# [Enunciado de tarea]
Retoma el relato sobre el patio de La Rioja a partir de su última frase y prosíguelo con la misma voz.

# [Fragmento seleccionado]
—————

MI INFANCIA son recuerdos de un patio de La Rioja

DEDICADO A MIS ABUELOS DE CASTILSECO ALBINO RUIZ ARCE Y PAULA MTZ. DE SALINAS

Mi infancia son recuerdos de un patio de La Rioja. Pero a diferencia del de Machado, el mío no está adornado de brillantes azulejos, ni de flores multicolores que cuelgan de blancas macetas de barro. No tiene fuente y tampoco tiene luz ni es cálido. Mi patio es de tierra y piedra. Es oscuro y viejo. Es austero. Sólo malas hierbas y un moral anciano crecen en él. El árbol se inclina hacia delante, amenazador. Es el guardián, un soldado milenario que parece existe desde que nació el pueblo y que lo guardará hasta que sus raíces no puedan sustentar más noches de centinela. De pequeño, me permitía subir a él y trepar por sus ramas en busca de las moras más maduras. Pero la última vez que fui a mi pueblo ya no me reconocía.

Es un patio flanqueado por un par de casas adosadas y una iglesia románica. Pequeño y robusto, el sacro edificio se dispone paralelo al patio. Es su frontera natural. Cabezas de condenados y gárgolas lo custodian, manteniendo las miradas de aquellos que rondan por ahí. Están esculpidas en la fachada. Me pasaba horas observándolas en la infancia. Rostros de sufrimiento y culpa, y otros acechadores, maliciosos. Imaginaba, mientras los observaba, la causa del dolor que expresaban los bustos, los diálogos que mantendrían entre ellos durante las noches de vigilia eterna, y si eran advertencias de un mal paso a la otra vida. Desembocando en el patio, una verja da paso a una celda de piedra y hierro donde cruje la puerta de madera oscura. Aquí estaban las cabezas más sádicas, las más habladoras. Guardan el pórtico, rústico y amarillento. Pero esta vez, no escuché ni un susurro.

—————

# [Descripciones de regiones en lenguaje natural]

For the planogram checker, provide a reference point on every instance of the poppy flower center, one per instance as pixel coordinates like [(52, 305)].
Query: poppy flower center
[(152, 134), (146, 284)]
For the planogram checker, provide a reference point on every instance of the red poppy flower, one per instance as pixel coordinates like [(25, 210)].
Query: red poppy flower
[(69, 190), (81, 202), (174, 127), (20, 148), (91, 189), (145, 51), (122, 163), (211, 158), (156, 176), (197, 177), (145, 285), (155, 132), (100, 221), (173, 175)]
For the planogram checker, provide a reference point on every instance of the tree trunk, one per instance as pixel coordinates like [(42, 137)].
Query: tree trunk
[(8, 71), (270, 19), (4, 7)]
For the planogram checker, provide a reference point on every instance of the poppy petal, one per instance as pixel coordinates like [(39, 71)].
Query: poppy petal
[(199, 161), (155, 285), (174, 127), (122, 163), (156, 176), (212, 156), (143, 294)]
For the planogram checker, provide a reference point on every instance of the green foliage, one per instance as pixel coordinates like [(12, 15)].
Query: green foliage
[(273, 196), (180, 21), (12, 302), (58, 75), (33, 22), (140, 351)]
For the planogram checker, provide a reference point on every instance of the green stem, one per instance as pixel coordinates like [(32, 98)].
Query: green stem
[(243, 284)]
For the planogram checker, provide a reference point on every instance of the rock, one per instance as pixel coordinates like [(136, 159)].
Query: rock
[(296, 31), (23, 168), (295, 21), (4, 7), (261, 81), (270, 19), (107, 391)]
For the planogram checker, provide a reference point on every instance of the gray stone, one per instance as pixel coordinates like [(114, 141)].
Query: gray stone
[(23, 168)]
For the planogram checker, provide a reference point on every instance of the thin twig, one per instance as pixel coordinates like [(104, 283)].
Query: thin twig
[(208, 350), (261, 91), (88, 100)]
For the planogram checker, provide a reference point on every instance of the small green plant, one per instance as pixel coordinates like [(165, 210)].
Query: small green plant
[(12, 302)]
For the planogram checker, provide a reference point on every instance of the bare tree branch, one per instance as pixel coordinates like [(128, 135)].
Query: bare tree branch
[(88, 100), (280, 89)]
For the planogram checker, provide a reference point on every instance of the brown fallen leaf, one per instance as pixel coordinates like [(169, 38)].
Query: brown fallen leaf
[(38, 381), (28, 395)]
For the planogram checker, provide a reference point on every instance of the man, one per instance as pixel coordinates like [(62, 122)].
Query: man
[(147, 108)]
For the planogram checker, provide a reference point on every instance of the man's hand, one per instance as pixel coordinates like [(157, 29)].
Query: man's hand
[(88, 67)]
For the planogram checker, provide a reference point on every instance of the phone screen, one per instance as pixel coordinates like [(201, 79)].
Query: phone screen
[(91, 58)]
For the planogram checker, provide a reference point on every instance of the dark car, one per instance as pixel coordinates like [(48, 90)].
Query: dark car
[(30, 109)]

—————

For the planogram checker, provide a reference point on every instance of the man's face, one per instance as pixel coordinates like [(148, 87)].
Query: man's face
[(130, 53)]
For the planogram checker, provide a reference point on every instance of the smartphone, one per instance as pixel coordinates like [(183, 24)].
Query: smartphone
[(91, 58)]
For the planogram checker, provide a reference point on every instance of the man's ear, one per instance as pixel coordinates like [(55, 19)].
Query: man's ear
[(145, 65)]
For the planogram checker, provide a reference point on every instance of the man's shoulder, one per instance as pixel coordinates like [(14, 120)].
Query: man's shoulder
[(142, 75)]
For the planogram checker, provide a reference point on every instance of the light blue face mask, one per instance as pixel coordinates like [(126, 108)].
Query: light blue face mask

—————

# [Respuesta]
Como todas las de su generación, la pequeña iglesia dibuja una cruz. La entrada deja a la izquierda el coro y la campana. Al lado contrario hay ocho bancos de cinco personas cada uno. Los bancos permiten un pasillo estrecho que lleva al altar. Una estatua de medio metro se interpone entre grada y ara. Es un hombre empuñando una cimitarra. Se parece a Don Juan de Austria, famoso guerrero de su tiempo, al menos al que yace enterrado en el Escorial. Su postura bravucona y su cabeza alzada emanan valentía, y parece no vacilaría en disipar las dudas de su honorabilidad como lidiador, si le brindasen la oportunidad. Cuadros de dorados marcos se disponen en secuencia, como si de una fila india se tratase, por las paredes de la basílica. Representan las etapas de la Pasión de Cristo, una por una. Son imágenes que enseñan el dolor y castigo padecidos por el hijo de dios. Fui monaguillo aquí, hace tiempo. Recuerdo como, situado en el centro de la edificación, rotaba sobre mi eje y veía, cual fotogramas de una película, la secuencia religiosa, mientras esperaba a que el cura diese la orden de repicar campanas. Aunque esta última vez, ninguna llamada a repicar me despertó de mi letargo.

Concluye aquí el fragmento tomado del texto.